***** PROVIDED DATA

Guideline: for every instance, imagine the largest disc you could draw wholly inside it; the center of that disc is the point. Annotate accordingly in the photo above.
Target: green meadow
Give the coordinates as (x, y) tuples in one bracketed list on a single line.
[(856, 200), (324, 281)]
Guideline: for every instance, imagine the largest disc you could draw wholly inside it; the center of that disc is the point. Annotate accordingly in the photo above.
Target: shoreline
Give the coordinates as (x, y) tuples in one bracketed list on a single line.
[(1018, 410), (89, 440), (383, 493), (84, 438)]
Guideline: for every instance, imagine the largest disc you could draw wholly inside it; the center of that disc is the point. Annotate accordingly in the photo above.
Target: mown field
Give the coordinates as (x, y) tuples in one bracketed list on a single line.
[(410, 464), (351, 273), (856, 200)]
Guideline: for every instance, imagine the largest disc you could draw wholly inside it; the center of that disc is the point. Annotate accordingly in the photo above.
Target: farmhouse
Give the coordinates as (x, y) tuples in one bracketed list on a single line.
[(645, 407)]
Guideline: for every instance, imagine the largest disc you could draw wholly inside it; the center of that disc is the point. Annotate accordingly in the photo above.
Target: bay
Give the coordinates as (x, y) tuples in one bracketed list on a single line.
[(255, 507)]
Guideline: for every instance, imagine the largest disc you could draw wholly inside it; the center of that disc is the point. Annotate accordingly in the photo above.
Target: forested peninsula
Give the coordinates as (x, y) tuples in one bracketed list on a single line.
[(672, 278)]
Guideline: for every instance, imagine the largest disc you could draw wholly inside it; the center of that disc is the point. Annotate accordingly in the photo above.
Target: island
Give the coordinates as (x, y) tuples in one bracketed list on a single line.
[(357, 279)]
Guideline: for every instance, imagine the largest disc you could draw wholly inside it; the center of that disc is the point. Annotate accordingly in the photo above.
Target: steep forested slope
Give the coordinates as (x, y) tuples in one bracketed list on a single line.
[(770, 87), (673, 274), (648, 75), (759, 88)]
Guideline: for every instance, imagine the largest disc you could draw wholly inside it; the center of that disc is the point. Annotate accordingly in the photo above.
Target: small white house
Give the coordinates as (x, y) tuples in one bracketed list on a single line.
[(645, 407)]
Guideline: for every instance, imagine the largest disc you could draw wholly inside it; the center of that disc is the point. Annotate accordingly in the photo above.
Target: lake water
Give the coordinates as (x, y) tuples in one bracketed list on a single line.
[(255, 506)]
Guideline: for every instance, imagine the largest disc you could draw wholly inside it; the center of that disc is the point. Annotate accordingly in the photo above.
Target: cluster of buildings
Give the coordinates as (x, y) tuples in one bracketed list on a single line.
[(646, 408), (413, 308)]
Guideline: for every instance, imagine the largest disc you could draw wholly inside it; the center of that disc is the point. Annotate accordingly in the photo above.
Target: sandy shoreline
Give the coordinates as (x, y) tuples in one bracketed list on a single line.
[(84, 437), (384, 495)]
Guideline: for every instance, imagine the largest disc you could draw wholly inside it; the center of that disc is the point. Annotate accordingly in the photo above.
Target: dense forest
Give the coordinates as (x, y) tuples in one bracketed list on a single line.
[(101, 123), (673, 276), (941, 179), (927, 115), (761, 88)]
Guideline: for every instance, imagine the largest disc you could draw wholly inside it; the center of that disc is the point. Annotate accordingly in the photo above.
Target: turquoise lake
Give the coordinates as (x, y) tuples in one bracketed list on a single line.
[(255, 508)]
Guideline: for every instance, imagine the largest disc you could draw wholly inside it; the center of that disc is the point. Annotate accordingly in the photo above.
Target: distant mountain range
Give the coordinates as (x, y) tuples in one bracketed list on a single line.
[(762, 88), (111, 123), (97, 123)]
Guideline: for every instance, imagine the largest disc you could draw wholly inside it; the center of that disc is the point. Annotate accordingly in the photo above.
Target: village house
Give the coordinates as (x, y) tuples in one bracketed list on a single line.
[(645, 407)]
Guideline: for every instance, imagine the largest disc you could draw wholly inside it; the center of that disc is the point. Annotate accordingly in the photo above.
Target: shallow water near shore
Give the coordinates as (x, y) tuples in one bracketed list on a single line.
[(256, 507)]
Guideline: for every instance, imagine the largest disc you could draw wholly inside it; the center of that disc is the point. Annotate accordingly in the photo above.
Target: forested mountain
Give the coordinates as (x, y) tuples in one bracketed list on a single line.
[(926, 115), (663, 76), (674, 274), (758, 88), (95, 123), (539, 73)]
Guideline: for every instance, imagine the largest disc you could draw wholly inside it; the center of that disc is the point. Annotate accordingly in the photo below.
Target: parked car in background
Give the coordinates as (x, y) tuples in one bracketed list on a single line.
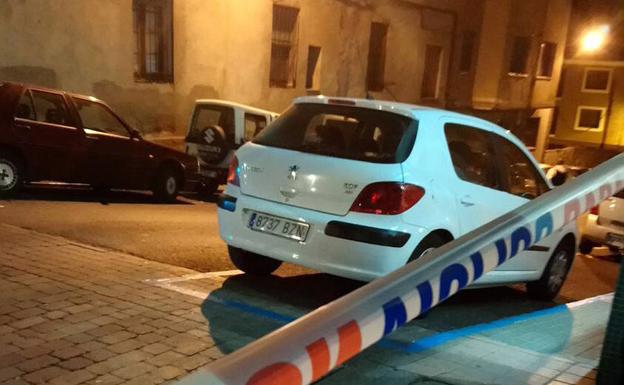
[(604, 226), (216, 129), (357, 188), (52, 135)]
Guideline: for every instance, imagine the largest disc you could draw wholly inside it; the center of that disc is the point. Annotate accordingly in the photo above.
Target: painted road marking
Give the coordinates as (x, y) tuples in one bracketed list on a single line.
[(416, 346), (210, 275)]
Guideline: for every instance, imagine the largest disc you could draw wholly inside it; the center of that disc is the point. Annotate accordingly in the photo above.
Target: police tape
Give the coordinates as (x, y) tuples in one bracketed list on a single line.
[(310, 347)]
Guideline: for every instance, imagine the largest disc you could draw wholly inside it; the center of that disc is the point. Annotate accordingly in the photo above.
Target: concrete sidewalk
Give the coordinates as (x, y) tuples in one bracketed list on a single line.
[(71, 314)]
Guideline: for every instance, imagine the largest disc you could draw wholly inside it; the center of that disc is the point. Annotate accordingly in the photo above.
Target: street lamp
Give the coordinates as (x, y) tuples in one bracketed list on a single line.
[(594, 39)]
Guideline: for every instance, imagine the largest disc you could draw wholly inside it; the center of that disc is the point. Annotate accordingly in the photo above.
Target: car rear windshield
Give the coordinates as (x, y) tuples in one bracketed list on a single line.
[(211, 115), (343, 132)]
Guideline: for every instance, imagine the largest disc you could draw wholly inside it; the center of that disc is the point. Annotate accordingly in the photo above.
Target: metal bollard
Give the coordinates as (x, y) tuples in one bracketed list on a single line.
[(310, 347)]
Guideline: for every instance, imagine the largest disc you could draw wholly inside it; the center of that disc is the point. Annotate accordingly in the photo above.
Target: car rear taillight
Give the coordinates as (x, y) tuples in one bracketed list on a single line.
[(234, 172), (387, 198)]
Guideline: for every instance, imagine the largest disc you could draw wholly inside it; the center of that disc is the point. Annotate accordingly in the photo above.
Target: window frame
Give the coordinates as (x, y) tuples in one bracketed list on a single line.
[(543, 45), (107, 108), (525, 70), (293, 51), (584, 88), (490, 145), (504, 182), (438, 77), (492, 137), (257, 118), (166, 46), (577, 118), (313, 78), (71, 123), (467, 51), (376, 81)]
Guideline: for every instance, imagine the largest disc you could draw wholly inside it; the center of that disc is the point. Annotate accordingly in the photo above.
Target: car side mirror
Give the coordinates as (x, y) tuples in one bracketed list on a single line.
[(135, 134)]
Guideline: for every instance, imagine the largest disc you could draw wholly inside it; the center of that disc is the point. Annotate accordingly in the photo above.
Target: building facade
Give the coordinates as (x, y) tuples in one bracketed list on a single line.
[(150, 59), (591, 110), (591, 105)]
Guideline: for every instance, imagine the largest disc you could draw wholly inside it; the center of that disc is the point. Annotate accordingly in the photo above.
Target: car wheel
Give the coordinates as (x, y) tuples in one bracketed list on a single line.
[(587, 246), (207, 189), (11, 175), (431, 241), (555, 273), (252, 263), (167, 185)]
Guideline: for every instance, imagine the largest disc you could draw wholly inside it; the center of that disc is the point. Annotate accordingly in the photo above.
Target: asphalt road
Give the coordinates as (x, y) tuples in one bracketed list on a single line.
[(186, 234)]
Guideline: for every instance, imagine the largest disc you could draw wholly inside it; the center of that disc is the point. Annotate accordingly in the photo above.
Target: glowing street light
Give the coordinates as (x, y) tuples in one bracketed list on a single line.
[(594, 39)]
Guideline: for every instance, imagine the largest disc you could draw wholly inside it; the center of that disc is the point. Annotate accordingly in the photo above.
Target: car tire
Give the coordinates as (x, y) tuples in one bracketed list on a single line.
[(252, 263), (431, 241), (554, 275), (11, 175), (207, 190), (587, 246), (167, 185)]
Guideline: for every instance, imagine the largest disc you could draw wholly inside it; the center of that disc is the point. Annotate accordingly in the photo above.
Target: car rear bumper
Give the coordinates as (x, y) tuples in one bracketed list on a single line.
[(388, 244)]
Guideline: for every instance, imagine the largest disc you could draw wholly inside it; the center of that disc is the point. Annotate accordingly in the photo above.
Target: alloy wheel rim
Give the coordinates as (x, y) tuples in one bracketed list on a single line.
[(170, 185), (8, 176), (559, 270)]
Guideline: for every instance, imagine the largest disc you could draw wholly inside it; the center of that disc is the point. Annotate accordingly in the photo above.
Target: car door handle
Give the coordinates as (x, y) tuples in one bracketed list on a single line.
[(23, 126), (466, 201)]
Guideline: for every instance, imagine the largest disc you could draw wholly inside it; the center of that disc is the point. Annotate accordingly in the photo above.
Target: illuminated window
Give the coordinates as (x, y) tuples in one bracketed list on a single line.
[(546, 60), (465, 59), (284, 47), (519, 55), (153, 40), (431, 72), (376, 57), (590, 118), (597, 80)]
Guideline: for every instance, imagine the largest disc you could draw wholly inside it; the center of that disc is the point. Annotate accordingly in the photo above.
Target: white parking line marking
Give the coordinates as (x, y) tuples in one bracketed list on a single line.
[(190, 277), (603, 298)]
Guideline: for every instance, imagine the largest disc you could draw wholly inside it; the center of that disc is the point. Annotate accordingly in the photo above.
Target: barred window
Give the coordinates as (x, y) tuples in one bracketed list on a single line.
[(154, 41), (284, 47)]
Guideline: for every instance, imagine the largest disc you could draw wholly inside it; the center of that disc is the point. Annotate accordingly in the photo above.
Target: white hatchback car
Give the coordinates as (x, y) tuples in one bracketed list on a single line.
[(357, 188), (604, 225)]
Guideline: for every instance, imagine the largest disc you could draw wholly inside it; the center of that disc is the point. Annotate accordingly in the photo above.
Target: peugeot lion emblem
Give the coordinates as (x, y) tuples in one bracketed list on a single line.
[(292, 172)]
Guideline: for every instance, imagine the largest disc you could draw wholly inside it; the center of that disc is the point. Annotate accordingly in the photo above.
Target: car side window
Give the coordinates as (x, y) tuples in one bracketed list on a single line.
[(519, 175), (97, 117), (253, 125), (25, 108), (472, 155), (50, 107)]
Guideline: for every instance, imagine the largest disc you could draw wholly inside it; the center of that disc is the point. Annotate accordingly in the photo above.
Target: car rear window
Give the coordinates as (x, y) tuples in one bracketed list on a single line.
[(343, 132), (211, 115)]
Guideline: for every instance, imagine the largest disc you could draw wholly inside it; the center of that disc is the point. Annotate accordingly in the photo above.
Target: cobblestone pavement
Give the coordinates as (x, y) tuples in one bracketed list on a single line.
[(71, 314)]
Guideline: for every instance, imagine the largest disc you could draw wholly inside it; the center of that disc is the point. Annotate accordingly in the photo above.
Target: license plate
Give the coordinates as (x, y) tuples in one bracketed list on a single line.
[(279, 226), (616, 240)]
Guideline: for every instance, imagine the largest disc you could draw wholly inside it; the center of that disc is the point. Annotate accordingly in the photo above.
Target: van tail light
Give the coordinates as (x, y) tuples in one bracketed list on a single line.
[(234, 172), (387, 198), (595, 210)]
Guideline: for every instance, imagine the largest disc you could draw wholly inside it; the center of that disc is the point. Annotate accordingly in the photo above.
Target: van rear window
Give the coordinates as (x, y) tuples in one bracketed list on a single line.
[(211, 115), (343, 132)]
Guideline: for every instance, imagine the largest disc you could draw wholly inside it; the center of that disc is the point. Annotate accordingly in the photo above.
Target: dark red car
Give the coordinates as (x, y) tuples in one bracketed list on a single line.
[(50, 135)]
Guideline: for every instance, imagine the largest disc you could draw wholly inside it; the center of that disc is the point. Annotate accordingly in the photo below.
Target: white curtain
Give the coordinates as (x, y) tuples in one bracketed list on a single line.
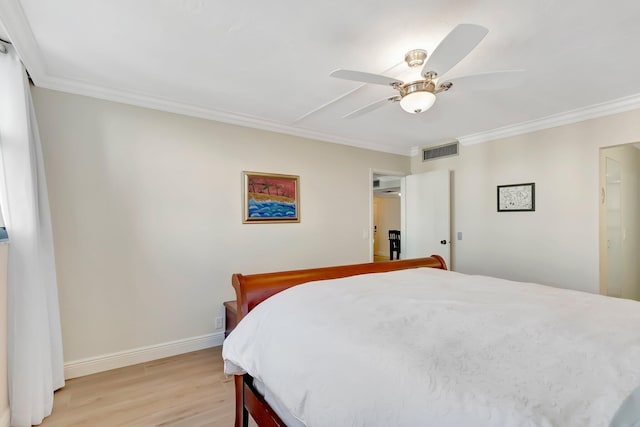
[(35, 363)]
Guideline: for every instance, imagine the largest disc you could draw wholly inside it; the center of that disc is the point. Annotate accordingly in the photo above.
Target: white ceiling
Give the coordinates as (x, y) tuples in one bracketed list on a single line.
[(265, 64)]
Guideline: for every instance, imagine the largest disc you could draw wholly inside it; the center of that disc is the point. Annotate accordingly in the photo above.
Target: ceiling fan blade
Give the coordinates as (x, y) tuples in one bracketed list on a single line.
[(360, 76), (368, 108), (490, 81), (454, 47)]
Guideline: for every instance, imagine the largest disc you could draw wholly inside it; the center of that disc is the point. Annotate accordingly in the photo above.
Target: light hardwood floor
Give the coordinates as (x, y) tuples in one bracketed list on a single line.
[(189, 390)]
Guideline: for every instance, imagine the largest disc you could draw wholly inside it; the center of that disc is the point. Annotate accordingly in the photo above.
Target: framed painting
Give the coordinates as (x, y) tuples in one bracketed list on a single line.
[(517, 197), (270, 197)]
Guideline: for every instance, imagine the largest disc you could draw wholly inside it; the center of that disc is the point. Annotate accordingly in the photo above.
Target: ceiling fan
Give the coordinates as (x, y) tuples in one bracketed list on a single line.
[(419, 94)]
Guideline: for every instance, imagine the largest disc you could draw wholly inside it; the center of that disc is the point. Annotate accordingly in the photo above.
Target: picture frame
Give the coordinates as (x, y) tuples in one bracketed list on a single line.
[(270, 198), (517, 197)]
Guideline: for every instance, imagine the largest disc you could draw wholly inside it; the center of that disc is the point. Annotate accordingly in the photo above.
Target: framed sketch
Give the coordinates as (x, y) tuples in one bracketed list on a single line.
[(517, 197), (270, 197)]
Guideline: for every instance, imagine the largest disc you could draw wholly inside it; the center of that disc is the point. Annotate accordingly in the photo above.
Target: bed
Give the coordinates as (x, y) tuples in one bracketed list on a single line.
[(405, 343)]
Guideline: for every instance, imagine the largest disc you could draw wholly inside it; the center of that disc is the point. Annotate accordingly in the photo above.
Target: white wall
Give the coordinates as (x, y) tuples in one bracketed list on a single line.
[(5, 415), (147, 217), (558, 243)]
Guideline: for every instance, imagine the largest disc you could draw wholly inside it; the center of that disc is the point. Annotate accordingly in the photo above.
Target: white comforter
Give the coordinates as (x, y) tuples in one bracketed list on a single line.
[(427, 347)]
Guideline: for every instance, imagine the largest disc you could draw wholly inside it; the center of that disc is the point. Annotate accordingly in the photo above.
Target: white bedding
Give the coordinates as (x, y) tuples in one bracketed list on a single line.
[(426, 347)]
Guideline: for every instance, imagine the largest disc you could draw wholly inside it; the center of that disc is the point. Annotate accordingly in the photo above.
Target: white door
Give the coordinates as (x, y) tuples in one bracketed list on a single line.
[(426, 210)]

**********

Rewrite the data from its first line through the line containing "[(255, 507)]", with "Target" replaced by "Label" and nothing else changed.

ANSWER FOR THIS EXERCISE.
Guideline: for every instance, imagine the largest disc you could draw wholly inside it; the center of that disc is the point. Annotate accordingly in the photo above.
Label: green meadow
Give the coordinates as (x, y) tuples in one bracketed list on a single line.
[(856, 200), (324, 281)]
Guideline: for every instance, imagine the largest disc you could draw wholly inside it; the center of that disc is the point. Annotate accordingly in the photo above.
Label: shoreline
Give the coordinates as (x, y) tuples in one bracketed list on a single line.
[(1018, 410), (89, 440), (383, 493), (84, 438)]
Guideline: for every instance, imagine the largest disc you could draw wholly inside it; the center of that disc is the point. Annotate accordingly in the photo above.
Label: mown field
Give the coordinates as (x, y) tuples in one bracketed list on a single line.
[(410, 464), (351, 273), (856, 200)]
Guideline: for every instance, imagine the largest disc you could draw wholly inside it; the center of that disc is the point. Annotate accordingly in the photo above.
Label: farmhouse
Give the coordinates as (x, y) tuples in one bracketed list on a single line.
[(645, 407)]
Guideline: for every instance, imagine the largest disc you could draw wholly inside it; the center of that disc is the point. Annotate accordingly in the photo above.
Label: bay
Give the coordinates as (x, y) tuples in one bracketed list on a single line.
[(255, 507)]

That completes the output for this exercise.